===== Extract to read
Sepehr Abrishami, Jack Goulding and Farzad Rahimian

The integration and automation of the whole design and implementation process have become a pivotal factor in construction projects. Problems of process integration…

Abstract

Purpose

The integration and automation of the whole design and implementation process have become a pivotal factor in construction projects. Problems of process integration, particularly at the conceptual design stage, often manifest through a number of significant areas, from design representation, cognition and translation to process fragmentation and loss of design integrity. Whilst building information modelling (BIM) applications can be used to support design automation, particularly through the modelling, amendment and management stages, they do not explicitly provide whole design integration. This is a significant challenge. However, advances in generative design now offer significant potential for enhancing the design experience to mitigate this challenge.
==========
===== Given records
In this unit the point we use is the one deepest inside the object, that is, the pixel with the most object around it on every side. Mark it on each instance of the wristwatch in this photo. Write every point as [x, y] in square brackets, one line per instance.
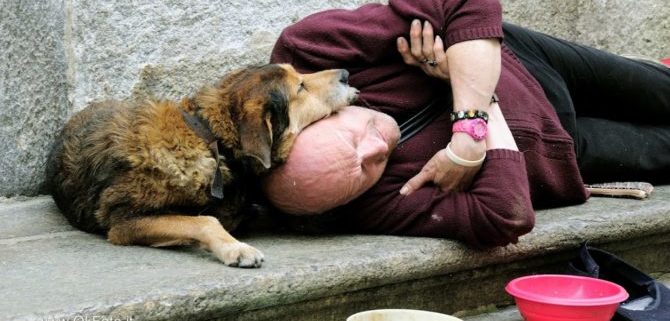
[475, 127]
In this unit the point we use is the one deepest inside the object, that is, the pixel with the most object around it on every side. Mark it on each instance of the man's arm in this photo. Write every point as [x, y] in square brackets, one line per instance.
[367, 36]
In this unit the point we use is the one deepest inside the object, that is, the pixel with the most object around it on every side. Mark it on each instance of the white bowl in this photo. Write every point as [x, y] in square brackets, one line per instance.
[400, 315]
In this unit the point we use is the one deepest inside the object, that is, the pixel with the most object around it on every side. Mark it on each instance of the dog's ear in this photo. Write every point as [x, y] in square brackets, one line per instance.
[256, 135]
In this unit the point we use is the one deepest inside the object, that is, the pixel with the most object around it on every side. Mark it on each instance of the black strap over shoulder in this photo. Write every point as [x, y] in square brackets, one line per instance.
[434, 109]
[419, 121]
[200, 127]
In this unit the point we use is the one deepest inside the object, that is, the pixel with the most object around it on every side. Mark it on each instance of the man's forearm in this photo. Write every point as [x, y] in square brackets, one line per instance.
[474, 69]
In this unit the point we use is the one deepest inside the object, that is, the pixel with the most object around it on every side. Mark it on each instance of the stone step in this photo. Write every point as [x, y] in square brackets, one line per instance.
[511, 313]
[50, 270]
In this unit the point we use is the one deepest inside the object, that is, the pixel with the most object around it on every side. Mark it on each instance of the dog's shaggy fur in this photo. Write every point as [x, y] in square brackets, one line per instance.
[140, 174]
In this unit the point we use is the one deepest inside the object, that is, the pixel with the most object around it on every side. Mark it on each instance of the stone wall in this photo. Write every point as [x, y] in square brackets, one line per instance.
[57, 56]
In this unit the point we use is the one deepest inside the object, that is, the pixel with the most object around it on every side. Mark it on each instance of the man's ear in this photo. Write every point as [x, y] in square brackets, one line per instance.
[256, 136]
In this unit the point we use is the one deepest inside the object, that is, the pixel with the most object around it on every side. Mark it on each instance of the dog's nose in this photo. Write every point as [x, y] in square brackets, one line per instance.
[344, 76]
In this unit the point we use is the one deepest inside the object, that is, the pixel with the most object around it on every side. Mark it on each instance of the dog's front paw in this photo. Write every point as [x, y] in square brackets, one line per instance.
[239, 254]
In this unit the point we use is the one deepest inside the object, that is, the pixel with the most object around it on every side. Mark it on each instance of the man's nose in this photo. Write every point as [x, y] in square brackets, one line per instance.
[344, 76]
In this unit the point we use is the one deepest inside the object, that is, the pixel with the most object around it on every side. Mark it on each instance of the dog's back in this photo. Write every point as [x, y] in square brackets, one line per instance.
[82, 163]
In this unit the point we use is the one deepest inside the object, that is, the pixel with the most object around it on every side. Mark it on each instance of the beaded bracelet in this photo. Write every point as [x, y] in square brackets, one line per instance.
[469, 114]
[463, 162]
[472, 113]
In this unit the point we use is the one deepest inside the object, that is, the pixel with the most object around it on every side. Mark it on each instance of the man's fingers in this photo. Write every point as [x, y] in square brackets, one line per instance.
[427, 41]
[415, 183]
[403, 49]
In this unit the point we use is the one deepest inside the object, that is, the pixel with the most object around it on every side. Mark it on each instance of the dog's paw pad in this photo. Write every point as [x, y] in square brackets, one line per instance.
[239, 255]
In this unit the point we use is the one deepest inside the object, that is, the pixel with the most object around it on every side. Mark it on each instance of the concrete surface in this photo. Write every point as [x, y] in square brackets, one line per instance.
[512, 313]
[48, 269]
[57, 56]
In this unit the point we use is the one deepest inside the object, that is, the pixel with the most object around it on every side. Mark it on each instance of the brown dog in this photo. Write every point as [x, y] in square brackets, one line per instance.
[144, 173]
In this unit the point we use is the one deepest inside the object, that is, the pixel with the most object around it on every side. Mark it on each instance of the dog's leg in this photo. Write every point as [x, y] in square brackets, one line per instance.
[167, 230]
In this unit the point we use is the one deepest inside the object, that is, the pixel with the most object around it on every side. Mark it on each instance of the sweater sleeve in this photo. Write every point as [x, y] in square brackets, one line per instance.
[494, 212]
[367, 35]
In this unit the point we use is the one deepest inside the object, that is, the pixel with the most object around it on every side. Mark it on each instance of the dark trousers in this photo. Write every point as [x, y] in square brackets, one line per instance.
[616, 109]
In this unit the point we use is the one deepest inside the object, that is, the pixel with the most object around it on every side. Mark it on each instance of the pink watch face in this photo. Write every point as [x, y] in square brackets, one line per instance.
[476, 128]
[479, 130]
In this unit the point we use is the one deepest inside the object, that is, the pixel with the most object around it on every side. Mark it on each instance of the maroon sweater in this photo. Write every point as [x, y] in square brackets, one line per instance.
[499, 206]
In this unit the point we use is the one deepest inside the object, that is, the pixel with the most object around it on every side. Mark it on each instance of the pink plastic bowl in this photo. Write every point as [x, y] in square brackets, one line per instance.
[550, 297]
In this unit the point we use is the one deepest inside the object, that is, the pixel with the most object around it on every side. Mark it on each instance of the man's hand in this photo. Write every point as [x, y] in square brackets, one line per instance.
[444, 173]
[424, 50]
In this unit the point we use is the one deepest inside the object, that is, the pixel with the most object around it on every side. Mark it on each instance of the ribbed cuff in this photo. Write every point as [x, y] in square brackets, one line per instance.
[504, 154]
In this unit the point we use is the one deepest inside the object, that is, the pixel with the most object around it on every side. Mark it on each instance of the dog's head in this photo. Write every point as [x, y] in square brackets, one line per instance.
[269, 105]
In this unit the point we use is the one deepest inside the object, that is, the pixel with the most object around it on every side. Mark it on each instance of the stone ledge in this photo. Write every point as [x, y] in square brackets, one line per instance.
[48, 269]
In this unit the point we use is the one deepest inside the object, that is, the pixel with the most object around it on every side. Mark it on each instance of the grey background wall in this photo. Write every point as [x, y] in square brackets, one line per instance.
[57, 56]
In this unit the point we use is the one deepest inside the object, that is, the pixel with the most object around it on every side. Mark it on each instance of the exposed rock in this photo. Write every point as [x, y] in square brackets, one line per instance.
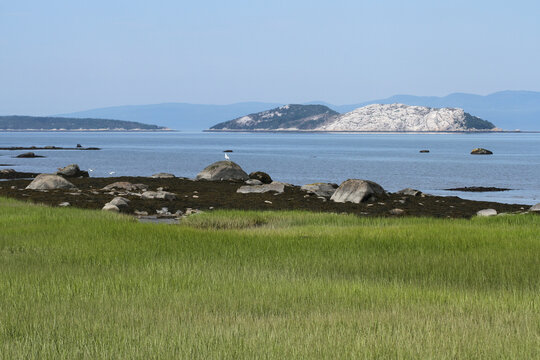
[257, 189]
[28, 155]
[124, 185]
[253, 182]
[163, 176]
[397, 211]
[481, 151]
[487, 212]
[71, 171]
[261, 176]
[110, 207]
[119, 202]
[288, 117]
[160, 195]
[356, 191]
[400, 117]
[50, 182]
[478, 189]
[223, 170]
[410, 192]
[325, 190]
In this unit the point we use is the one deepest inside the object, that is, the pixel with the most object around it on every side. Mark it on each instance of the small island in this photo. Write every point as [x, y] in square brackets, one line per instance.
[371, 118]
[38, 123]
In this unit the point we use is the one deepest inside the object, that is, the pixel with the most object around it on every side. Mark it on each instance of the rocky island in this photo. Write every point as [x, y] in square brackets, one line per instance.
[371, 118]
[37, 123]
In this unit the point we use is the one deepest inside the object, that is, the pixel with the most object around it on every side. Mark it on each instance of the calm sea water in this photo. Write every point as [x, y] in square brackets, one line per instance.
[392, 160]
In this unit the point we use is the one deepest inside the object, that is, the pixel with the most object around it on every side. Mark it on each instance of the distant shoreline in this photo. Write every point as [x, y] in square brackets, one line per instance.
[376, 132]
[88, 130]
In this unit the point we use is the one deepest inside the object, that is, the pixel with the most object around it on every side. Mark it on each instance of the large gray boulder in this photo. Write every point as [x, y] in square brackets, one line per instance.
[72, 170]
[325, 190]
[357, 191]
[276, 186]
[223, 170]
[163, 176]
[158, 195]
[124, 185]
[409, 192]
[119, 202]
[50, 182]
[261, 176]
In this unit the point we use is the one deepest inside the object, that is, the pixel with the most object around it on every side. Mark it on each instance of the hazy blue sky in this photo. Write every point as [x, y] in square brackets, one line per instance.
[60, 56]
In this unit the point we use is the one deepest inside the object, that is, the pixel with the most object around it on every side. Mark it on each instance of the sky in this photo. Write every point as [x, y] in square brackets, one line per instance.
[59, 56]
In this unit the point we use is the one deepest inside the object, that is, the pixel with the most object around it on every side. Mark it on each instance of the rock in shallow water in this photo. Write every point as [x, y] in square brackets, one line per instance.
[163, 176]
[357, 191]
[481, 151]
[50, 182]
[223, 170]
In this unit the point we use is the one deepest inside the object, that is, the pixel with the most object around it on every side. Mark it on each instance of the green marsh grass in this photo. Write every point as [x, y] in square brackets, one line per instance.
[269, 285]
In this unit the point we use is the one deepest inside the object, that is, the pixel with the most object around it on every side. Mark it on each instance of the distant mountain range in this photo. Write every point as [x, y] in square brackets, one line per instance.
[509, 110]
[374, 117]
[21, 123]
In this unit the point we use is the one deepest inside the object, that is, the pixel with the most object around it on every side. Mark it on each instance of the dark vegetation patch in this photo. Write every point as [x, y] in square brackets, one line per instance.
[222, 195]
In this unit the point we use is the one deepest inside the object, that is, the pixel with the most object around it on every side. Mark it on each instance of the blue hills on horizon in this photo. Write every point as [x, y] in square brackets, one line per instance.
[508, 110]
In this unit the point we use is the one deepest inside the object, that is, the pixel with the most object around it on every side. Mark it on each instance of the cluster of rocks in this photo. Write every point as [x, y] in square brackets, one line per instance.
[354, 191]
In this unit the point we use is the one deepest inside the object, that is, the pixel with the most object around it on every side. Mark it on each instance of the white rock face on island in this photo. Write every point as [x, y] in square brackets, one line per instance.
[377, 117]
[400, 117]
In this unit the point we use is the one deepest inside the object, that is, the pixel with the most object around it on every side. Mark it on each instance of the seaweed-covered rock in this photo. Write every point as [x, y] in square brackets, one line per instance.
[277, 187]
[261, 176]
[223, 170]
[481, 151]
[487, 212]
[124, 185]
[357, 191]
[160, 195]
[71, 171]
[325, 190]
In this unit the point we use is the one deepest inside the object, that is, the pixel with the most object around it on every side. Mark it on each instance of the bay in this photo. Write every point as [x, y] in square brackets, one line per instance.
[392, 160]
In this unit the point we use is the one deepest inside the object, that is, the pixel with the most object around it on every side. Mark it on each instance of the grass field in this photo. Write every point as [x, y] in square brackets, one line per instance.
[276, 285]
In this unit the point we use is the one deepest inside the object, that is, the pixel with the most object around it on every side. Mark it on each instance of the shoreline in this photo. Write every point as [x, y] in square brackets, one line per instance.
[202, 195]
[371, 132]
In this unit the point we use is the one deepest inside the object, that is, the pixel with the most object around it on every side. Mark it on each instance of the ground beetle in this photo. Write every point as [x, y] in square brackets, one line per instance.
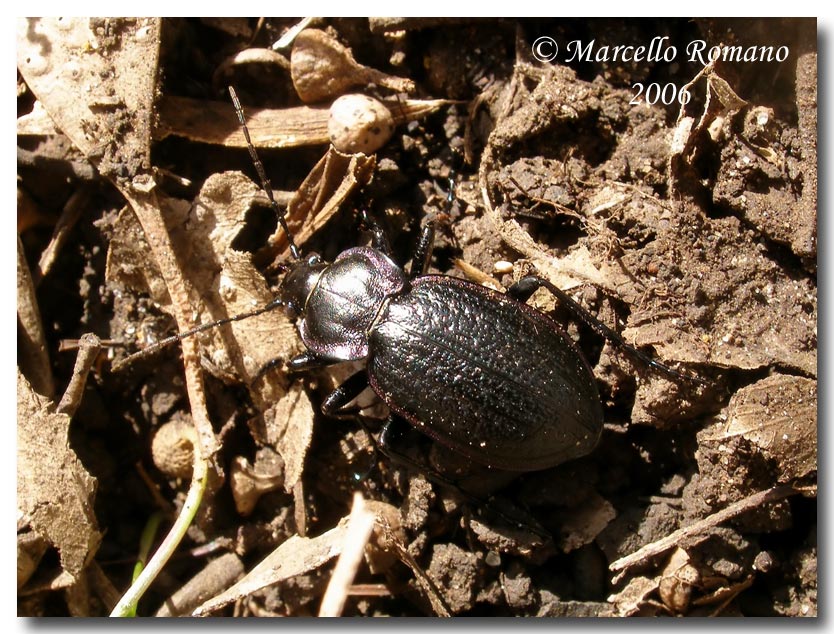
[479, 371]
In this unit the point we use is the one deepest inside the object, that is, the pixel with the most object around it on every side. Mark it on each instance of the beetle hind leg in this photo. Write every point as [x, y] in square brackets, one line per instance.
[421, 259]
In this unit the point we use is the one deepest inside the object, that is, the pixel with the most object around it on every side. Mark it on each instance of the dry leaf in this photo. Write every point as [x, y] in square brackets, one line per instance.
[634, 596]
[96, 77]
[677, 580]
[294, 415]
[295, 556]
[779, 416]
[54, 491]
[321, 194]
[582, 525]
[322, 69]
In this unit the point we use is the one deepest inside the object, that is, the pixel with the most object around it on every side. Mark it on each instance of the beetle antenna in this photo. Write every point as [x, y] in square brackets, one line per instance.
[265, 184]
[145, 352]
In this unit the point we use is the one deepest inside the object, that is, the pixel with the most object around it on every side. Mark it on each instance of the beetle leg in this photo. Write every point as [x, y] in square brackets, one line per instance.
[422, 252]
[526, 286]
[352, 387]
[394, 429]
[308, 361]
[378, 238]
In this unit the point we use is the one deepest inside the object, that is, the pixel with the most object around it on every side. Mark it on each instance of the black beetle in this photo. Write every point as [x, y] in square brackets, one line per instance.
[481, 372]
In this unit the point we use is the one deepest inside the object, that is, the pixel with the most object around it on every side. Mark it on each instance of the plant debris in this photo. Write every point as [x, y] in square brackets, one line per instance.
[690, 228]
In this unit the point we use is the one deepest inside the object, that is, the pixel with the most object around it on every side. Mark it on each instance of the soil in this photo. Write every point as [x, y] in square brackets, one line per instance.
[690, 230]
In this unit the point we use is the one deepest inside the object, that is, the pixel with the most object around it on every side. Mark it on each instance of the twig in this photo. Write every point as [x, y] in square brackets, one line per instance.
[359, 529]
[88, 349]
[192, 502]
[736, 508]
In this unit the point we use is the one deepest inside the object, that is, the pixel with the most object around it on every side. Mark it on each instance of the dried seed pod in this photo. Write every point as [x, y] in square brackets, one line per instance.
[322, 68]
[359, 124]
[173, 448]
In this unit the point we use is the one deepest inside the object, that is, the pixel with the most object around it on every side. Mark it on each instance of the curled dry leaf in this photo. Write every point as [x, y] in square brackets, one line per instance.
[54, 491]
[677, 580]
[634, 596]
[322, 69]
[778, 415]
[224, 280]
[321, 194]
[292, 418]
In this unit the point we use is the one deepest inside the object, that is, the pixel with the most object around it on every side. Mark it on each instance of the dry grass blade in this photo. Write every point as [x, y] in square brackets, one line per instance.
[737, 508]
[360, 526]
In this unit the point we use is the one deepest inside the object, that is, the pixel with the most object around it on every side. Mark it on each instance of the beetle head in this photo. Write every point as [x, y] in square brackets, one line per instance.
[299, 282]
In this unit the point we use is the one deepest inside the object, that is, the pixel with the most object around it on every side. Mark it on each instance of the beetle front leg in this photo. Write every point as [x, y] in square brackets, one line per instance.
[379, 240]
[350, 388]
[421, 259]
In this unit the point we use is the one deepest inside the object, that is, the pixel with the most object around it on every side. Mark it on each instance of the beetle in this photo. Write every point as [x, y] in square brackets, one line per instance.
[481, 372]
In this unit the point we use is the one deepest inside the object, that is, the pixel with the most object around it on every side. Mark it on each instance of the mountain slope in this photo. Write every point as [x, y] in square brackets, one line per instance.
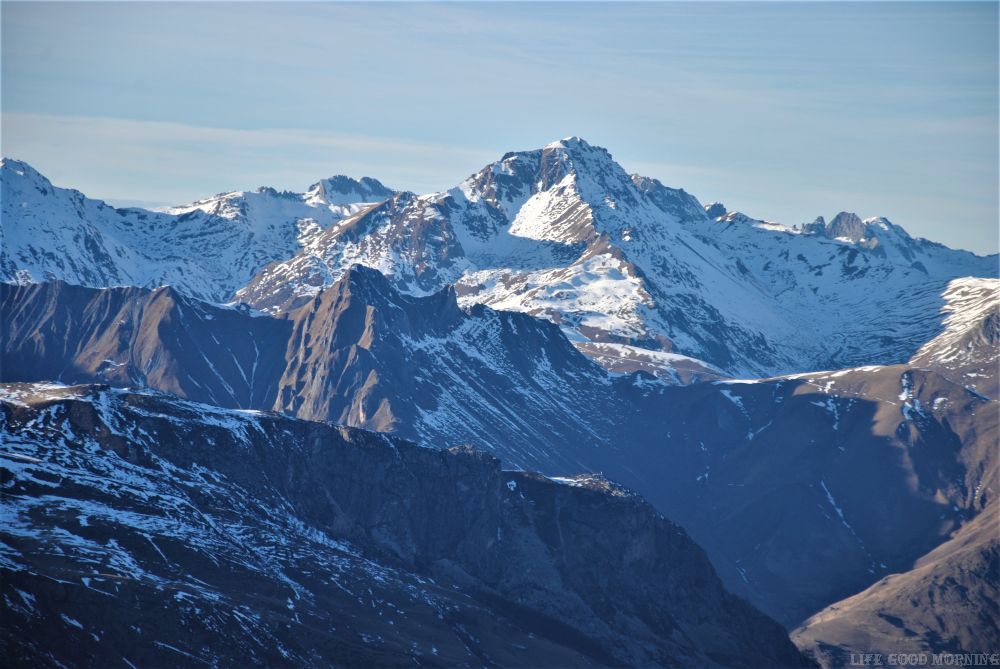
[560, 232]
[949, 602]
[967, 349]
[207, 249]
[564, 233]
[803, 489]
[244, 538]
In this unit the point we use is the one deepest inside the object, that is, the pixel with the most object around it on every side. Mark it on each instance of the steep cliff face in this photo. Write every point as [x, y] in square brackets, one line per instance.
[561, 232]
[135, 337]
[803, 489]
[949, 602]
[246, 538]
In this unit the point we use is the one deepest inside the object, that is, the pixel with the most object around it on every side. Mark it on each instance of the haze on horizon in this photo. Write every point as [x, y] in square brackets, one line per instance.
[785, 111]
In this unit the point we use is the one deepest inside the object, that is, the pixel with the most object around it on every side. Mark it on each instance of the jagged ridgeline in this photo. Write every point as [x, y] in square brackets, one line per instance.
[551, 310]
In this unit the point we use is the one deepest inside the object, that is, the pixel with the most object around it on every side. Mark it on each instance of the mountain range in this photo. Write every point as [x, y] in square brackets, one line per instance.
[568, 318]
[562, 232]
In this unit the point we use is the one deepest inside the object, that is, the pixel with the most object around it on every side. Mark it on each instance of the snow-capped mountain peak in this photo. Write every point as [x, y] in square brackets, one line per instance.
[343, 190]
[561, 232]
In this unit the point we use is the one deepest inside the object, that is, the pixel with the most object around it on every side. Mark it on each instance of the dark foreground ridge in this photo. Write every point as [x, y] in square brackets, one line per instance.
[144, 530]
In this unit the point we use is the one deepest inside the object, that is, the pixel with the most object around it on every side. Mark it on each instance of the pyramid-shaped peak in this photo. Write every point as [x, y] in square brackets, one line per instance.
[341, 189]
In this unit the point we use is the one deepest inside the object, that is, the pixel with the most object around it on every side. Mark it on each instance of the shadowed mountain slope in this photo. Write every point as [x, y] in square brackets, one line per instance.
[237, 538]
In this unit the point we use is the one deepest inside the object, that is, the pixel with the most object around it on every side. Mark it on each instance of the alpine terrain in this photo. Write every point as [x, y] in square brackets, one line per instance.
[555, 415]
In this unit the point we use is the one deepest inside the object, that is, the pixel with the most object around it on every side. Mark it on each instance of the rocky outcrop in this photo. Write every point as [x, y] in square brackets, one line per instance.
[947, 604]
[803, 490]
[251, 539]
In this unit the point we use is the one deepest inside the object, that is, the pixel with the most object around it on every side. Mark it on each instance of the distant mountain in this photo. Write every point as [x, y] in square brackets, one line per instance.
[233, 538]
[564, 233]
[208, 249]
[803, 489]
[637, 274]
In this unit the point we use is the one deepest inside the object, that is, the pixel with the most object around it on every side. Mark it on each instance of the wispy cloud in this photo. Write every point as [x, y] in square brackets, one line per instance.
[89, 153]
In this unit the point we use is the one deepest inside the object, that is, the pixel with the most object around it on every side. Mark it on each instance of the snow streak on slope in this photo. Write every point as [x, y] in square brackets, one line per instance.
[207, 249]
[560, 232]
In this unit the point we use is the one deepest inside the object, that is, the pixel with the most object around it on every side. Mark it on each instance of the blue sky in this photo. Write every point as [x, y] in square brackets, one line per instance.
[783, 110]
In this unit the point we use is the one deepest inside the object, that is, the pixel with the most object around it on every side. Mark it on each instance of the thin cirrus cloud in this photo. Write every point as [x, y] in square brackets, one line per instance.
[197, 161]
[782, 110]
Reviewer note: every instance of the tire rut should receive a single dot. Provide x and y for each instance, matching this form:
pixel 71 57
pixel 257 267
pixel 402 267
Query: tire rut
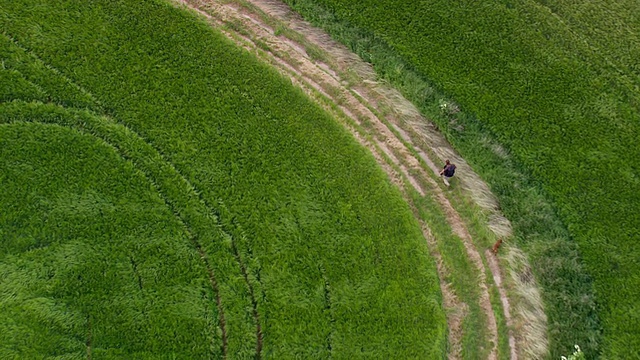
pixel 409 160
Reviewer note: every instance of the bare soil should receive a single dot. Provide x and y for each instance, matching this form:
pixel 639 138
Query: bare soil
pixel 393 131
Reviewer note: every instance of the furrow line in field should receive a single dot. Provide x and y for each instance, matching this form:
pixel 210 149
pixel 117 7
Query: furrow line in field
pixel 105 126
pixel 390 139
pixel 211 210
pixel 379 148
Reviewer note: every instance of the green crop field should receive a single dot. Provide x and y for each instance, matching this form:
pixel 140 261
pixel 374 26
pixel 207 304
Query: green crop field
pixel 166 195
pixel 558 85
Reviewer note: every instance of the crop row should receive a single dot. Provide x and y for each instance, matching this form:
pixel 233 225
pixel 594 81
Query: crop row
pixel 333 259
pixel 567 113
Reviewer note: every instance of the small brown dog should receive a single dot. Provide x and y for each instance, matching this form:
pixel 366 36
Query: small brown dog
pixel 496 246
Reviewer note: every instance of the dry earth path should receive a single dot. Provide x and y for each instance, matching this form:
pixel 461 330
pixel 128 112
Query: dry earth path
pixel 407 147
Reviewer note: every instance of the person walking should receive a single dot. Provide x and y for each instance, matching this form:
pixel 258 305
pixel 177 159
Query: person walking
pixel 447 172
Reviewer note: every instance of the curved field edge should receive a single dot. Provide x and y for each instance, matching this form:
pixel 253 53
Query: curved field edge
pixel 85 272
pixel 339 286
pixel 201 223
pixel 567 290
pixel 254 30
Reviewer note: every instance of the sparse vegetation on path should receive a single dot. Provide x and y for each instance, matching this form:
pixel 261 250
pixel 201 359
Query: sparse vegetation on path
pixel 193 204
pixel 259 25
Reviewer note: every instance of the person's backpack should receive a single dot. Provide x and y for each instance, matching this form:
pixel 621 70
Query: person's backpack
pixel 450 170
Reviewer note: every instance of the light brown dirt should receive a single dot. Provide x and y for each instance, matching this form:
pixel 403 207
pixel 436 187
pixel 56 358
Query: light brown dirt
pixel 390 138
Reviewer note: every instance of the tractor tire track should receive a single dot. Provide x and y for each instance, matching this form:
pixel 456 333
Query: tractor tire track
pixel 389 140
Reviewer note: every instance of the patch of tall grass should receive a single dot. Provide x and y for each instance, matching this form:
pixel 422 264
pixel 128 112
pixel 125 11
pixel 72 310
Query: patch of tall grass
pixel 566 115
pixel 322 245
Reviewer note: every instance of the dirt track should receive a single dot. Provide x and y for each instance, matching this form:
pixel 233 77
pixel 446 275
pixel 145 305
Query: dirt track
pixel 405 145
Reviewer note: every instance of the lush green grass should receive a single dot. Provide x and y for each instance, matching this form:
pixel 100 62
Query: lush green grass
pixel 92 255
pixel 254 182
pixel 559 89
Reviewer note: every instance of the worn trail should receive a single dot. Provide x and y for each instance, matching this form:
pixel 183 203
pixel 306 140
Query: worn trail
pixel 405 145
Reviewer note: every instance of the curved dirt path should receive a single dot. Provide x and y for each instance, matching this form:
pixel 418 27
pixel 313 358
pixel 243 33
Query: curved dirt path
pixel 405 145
==========
Stated goal 1:
According to the abstract on construction design integration, at which stage do problems of process integration particularly arise?
Stated goal 2:
Translate this sentence from the abstract on construction design integration into French: "However, advances in generative design now offer significant potential for enhancing the design experience to mitigate this challenge."
Stated goal 3:
Carry the abstract on construction design integration forward, beginning after its final sentence.
These items are separate material, unrelated to the abstract on construction design integration.

Exercise output 1:
At the conceptual design stage.

Exercise output 2:
Cependant, les progrès de la conception générative offrent désormais un potentiel important pour améliorer l'expérience de conception afin d'atténuer ce défi.

Exercise output 3:
Design/methodology/approach

The approach outlined in this paper specifically addresses BIM deficiencies at the conceptual design stage, where the core drivers and indicators of BIM and generative design are identified and mapped into a generative BIM (G-BIM) framework and subsequently embedded into a G-BIM prototype. This actively engages generative design methods into a single dynamic BIM environment to support the early conceptual design process. The developed prototype followed the CIFE “horseshoe” methodology of aligning theoretical research with scientific methods to procure architecture, construction and engineering (AEC)-based solutions. This G-BIM prototype was also tested and validated through a focus group workshop engaging five AEC domain experts.

Findings

The G-BIM prototype presents a valuable set of rubrics to support the conceptual design stage using generative design. It benefits from the advanced features of BIM tools in relation to illustration and collaboration (coupled with BIM's parametric change management features).

Research limitations/implications

This prototype has been evaluated through multiple projects and scenarios. However, additional test data is needed to further improve system veracity using conventional and non-standard real-life design settings (and contexts). This will be reported in later works.

Originality/value

Originality and value rest with addressing the shortcomings of previous research on automation during the design process. It also addresses novel computational issues relating to the implementation of generative design systems, where, for example, instead of engaging static and formal description of the domain concepts, G-BIM actively enhances the applicability of BIM during the early design stages to generate optimised (and more purposeful) design solutions.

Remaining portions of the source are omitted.